Consignes ->
1 > Traduisez en anglais la phrase suivante, tirée du texte ci-dessous sur la compétition de ski : « Mais les skieurs seront restreints à l’entraînement. »
2 > Recopiez, dans le texte ci-dessous sur la compétition de ski, le passage qui va de « Cette mesure vise » jusqu’à « restreints à l’entraînement. ».

━━ Texte fourni

Cette mesure vise explicitement à limiter, voire interdire les rassemblements. Cependant, elle range dans la même catégorie des sports dont les réalités n’ont strictement rien en commun.

Par exemple, des matchs de hockey, de basketball ou même de soccer intérieur pourront avoir lieu. Mais les skieurs seront restreints à l’entraînement.

Pourtant, M. Lavallée insiste : « Le contexte de l’entraînement et de la compétition, c’est à 90 % pareil. Interdire la compétition, c’est incompréhensible. »

« Imaginez une piste de slalom géant de 250 m de long et de 45 m de large, poursuit-il. La piste est fermée en haut et en bas. Il y a des filets de sécurité. L’entrée vers le portillon et l’aire d’arrivée sont contrôlées. Il n’y a jamais plus que cinq ou six athlètes en haut, au départ, jamais plus qu’un à l’arrivée, et jamais plus que trois sur le parcours à cause des intervalles de sécurité. On parle de 10 athlètes sur un espace équivalant à 20 terrains de soccer. À l’extérieur. Alors que tout le monde est vacciné. »

Facile à gérer

Même si des compétitions peuvent regrouper une centaine d’athlètes, il est faux de penser qu’ils sont tous rassemblés au même endroit, au même moment, renchérit M. Lavallée. Lorsqu’un skieur n’est plus dans l’aire de compétition, « il devient un client de la station de ski ».

« S’il y a une inquiétude à cause des spectateurs, on n’a qu’à décider qu’il n’y en aura pas ! Ce sont des aspects très, très faciles à gérer », ajoute le DG.

M. Lavallée sentait « la soupe chauffer » au cours des derniers jours, alors que le nombre d’infections au coronavirus augmentait en flèche dans la province et que des rumeurs de nouvelles restrictions étaient dans l’air.

Il dit avoir senti que ses doléances avaient été entendues au ministère de l’Éducation et au ministère de l’Enseignement supérieur, qui chapeautent les sports. Au cabinet de la ministre déléguée Isabelle Charest, on affirme avoir fait des « représentations » en hauts lieux, mais c’est ultimement la Santé publique et le cabinet du premier ministre qui ont la prérogative de trancher.

━━━━
━━ Extraits des lignes

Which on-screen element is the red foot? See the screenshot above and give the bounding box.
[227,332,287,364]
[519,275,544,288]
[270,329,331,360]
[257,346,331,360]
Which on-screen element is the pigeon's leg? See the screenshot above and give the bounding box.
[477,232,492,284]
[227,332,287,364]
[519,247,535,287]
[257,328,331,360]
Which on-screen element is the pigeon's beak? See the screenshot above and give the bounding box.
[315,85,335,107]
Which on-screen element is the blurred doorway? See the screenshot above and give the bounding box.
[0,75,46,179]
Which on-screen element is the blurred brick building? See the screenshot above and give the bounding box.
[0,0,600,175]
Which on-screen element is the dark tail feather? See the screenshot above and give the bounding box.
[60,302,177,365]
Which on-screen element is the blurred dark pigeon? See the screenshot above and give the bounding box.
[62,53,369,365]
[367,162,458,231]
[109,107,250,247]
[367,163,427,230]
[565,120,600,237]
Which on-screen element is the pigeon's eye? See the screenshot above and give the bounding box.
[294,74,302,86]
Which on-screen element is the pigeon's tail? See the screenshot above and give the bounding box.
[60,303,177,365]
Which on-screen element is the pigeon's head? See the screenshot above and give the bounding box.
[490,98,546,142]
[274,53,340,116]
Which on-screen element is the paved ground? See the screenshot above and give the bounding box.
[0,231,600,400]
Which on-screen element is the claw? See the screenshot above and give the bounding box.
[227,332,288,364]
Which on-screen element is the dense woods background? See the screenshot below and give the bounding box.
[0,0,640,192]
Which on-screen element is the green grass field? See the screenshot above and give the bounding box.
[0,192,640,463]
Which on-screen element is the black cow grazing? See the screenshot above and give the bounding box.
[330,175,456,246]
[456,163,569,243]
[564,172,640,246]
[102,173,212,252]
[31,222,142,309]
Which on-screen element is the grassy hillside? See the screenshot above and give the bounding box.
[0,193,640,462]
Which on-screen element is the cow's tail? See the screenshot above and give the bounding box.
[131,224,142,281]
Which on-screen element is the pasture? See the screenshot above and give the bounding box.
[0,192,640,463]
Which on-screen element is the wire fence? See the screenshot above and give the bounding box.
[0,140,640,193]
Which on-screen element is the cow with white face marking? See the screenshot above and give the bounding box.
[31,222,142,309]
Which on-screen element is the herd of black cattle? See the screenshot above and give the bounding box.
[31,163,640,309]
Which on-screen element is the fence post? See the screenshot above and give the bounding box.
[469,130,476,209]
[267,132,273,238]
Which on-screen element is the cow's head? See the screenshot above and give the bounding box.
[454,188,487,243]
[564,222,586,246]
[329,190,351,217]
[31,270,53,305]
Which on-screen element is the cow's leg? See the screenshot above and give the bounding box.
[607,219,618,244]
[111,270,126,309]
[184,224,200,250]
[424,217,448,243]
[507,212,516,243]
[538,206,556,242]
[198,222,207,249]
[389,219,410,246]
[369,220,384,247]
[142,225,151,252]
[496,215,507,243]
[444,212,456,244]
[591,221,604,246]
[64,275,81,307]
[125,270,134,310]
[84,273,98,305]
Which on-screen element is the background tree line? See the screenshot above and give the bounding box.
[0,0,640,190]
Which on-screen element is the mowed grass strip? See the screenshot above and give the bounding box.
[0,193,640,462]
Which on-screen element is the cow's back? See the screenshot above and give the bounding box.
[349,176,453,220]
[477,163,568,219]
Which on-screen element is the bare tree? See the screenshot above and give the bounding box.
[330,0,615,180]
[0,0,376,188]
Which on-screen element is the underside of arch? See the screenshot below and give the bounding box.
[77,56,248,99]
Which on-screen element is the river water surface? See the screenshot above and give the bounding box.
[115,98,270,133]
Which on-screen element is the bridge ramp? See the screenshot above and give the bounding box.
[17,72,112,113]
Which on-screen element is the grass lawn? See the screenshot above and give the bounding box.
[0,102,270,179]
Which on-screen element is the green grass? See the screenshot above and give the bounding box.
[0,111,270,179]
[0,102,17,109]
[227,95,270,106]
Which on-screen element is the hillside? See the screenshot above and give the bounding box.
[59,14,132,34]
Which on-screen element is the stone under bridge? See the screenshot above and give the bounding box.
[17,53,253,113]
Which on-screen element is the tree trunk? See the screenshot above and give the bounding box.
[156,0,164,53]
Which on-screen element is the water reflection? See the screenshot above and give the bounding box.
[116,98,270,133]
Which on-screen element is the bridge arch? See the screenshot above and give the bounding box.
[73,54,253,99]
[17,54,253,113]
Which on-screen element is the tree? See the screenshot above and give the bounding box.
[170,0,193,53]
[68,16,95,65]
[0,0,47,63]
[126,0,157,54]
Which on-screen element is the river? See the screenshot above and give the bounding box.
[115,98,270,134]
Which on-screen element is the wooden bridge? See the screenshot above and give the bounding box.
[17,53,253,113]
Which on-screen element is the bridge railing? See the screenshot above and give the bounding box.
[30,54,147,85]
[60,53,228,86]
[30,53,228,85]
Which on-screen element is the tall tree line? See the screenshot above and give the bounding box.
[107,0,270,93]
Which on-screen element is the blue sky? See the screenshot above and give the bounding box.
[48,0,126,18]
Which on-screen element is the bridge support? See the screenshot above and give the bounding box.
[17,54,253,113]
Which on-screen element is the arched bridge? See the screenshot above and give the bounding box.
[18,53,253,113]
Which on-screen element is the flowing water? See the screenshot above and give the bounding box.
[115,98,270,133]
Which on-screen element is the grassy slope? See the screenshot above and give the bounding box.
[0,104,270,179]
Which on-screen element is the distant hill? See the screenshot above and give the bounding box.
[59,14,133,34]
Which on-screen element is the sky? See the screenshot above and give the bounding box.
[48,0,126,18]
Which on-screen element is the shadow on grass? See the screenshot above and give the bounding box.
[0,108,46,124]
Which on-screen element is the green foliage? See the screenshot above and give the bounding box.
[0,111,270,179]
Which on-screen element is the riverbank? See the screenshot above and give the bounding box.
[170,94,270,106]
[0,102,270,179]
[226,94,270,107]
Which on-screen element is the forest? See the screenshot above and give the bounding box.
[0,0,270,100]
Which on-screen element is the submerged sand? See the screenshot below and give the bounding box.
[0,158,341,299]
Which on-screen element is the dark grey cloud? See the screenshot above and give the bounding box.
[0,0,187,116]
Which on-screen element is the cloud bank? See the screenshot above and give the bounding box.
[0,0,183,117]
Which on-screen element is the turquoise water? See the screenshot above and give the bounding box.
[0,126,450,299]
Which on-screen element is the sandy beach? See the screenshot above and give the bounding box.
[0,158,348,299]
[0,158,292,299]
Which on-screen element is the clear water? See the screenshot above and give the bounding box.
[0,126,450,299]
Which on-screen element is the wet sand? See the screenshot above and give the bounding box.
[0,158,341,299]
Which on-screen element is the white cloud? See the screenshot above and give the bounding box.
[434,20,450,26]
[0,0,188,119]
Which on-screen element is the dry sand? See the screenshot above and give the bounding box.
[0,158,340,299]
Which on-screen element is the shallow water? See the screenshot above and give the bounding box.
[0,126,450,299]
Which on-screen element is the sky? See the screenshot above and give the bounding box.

━━━━

Corrigé ->
1 > But skiers will be restricted to training.

2 >
Cette mesure vise explicitement à limiter, voire interdire les rassemblements. Cependant, elle range dans la même catégorie des sports dont les réalités n’ont strictement rien en commun.

Par exemple, des matchs de hockey, de basketball ou même de soccer intérieur pourront avoir lieu. Mais les skieurs seront restreints à l’entraînement.